Records START

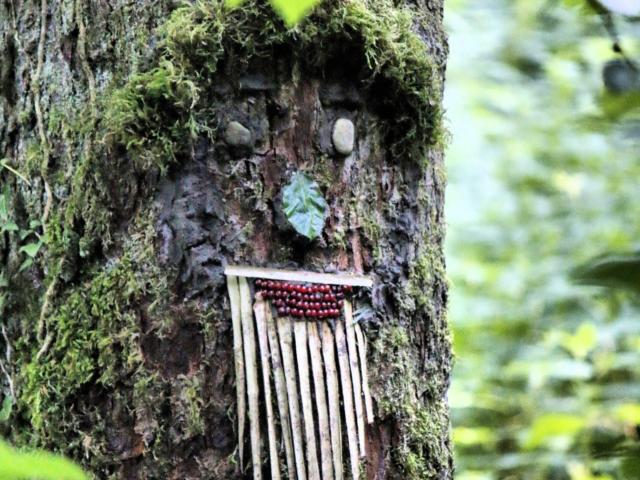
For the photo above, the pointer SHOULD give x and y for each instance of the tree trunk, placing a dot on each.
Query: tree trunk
(114, 123)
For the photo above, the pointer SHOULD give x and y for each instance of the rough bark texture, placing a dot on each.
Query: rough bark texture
(119, 334)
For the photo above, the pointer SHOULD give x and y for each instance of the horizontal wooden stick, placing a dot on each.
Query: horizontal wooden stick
(260, 310)
(299, 276)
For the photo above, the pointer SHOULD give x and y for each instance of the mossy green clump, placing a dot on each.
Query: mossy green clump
(422, 449)
(96, 341)
(156, 108)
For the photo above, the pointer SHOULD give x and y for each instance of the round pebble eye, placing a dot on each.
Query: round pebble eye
(343, 136)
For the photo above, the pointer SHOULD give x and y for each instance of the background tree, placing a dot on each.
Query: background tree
(146, 146)
(547, 153)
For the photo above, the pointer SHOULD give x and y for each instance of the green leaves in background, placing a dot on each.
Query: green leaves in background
(38, 465)
(543, 174)
(291, 11)
(304, 206)
(611, 270)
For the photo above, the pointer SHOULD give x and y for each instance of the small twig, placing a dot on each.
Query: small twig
(333, 389)
(355, 376)
(300, 332)
(45, 346)
(288, 362)
(6, 165)
(234, 298)
(253, 389)
(7, 356)
(260, 309)
(42, 321)
(281, 395)
(362, 351)
(347, 398)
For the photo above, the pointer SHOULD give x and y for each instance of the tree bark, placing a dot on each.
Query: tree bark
(117, 347)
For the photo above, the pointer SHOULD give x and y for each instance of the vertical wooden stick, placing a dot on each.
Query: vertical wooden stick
(288, 362)
(333, 389)
(238, 355)
(253, 389)
(362, 350)
(260, 309)
(355, 376)
(281, 395)
(300, 332)
(321, 402)
(347, 397)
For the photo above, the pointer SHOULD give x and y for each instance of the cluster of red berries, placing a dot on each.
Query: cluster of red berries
(304, 300)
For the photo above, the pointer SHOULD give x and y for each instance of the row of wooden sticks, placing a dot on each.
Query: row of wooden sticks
(282, 347)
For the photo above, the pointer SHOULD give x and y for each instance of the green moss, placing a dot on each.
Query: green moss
(97, 327)
(157, 109)
(421, 449)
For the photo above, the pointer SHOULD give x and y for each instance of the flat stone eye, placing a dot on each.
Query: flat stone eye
(237, 135)
(343, 136)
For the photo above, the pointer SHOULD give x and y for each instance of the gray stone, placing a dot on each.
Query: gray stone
(343, 136)
(237, 135)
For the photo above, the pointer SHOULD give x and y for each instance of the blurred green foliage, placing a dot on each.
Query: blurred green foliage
(543, 221)
(36, 465)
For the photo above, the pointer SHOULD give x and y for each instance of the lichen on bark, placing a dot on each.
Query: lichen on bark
(148, 204)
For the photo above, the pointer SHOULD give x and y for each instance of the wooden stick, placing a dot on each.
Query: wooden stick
(281, 395)
(321, 401)
(362, 350)
(333, 389)
(288, 362)
(253, 389)
(300, 332)
(238, 355)
(347, 397)
(260, 309)
(355, 376)
(300, 276)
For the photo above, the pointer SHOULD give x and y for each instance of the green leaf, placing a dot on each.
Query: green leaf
(611, 270)
(31, 249)
(10, 227)
(16, 465)
(582, 342)
(304, 206)
(26, 264)
(292, 11)
(552, 426)
(5, 411)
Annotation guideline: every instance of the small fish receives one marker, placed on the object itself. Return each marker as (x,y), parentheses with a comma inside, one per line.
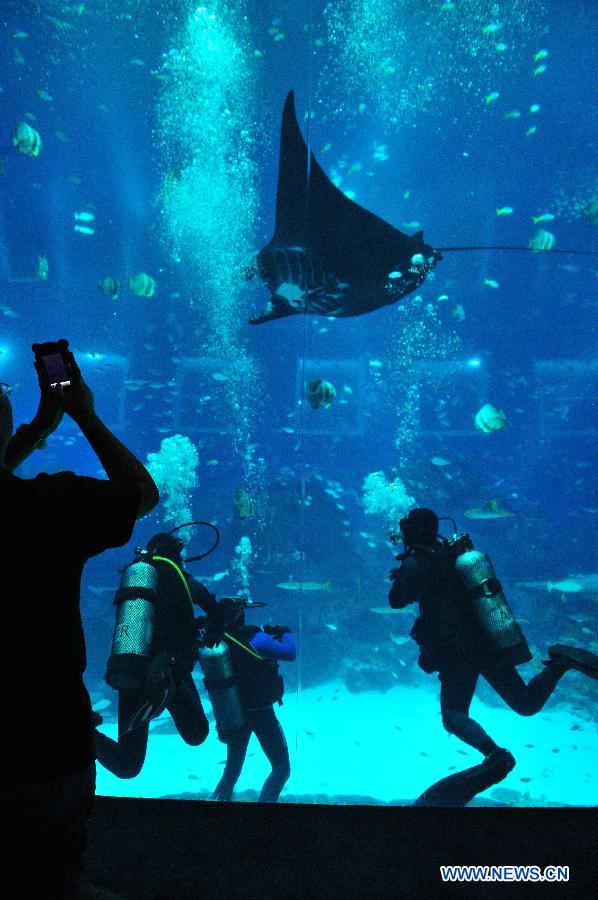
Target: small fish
(490,510)
(143,285)
(109,287)
(43,267)
(26,139)
(220,575)
(305,585)
(320,393)
(399,640)
(243,504)
(542,240)
(492,28)
(489,419)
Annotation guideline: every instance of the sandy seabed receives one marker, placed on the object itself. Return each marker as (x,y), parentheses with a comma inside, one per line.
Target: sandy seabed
(376,747)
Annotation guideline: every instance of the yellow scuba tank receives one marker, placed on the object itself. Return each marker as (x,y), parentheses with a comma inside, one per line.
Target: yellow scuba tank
(504,641)
(133,633)
(221,686)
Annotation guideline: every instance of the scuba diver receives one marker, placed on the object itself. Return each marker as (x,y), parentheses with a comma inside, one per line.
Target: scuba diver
(154,651)
(253,653)
(466,629)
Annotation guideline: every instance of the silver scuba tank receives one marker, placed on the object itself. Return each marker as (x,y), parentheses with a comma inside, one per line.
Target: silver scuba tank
(133,633)
(504,640)
(221,686)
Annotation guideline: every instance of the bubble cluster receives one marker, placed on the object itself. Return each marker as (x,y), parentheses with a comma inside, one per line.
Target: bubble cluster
(390,498)
(205,126)
(418,336)
(209,199)
(174,469)
(407,58)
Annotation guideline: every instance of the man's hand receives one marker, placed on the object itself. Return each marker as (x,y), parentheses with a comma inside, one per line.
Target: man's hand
(50,410)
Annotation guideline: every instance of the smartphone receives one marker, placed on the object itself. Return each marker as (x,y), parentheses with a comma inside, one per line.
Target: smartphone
(55,366)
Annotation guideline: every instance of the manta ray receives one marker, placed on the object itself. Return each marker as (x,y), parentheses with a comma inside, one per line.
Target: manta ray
(328,255)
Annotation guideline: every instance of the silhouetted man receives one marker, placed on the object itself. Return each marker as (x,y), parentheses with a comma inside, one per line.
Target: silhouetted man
(50,526)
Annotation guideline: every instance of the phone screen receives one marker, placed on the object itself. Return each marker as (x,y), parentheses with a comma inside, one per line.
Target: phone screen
(56,369)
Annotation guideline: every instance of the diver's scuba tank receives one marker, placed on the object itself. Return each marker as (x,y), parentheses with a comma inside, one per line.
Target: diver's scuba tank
(131,645)
(504,640)
(221,686)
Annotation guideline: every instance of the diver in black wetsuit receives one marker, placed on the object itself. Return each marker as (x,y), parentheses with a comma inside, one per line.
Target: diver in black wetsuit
(450,640)
(259,686)
(166,682)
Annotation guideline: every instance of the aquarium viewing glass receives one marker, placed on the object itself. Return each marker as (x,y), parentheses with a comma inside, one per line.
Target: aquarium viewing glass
(171,171)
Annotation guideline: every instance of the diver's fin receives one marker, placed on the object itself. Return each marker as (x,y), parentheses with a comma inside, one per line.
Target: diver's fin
(459,789)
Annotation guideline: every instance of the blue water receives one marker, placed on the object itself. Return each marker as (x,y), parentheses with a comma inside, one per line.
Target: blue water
(162,121)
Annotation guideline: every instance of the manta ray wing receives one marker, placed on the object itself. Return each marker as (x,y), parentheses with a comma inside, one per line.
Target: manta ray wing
(328,255)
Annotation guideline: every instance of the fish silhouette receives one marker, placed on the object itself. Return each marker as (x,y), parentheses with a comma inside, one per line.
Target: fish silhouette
(328,255)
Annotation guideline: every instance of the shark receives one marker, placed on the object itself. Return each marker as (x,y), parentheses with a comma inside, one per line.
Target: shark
(328,255)
(573,584)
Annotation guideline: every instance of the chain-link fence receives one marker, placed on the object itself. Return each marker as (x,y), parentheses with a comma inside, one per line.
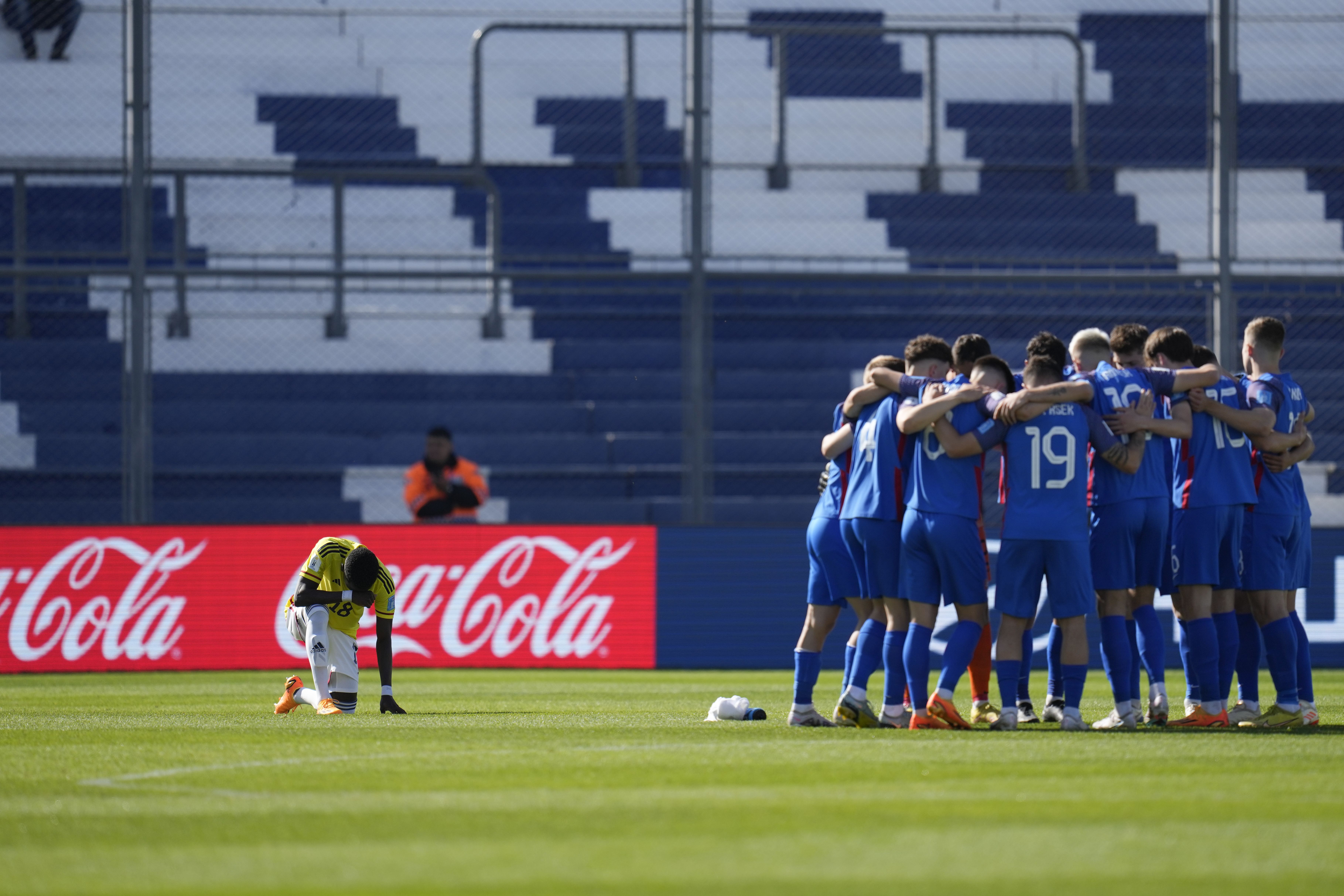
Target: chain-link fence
(362,222)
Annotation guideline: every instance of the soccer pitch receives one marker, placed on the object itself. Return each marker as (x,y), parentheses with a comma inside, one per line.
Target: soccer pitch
(605,782)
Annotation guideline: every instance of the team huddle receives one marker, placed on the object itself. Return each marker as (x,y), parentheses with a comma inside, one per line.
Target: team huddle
(1132,464)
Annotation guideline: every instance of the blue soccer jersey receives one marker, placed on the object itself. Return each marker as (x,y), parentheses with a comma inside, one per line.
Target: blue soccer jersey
(838,477)
(1045,482)
(1117,388)
(940,484)
(1214,465)
(1279,492)
(877,479)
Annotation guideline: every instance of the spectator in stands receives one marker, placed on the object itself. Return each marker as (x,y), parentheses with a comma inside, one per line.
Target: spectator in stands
(30,17)
(444,488)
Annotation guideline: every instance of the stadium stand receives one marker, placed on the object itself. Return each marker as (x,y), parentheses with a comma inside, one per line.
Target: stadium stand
(578,410)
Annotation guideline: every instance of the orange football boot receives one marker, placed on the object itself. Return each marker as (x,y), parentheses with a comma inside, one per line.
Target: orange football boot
(947,711)
(918,722)
(287,699)
(1201,719)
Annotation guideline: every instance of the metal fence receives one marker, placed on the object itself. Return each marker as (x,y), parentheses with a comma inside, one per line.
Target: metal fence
(631,257)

Records END

- Task objective:
Begin at the line above that has "background, placing a dot on each." and stop after the line that has "tree bark, placing a dot on each.", copying each line exactly and adding nothing else.

- Reply to the task:
For the photo above, the pointer SHOULD give x and y for each instance of the green leaves in background, placing a dot on each.
Query: green leaves in background
(38, 465)
(543, 174)
(291, 11)
(304, 206)
(611, 270)
For the photo above, the pointer SHOULD give x and y for each instance of the small twig, placing a dot on each.
Query: small twig
(333, 389)
(355, 376)
(300, 332)
(45, 346)
(288, 362)
(6, 165)
(234, 298)
(253, 389)
(7, 356)
(260, 309)
(42, 321)
(281, 395)
(362, 351)
(347, 398)
For the photo above, the pointer SHOULD give x and y for each instance of the tree bark, placing a dot on each.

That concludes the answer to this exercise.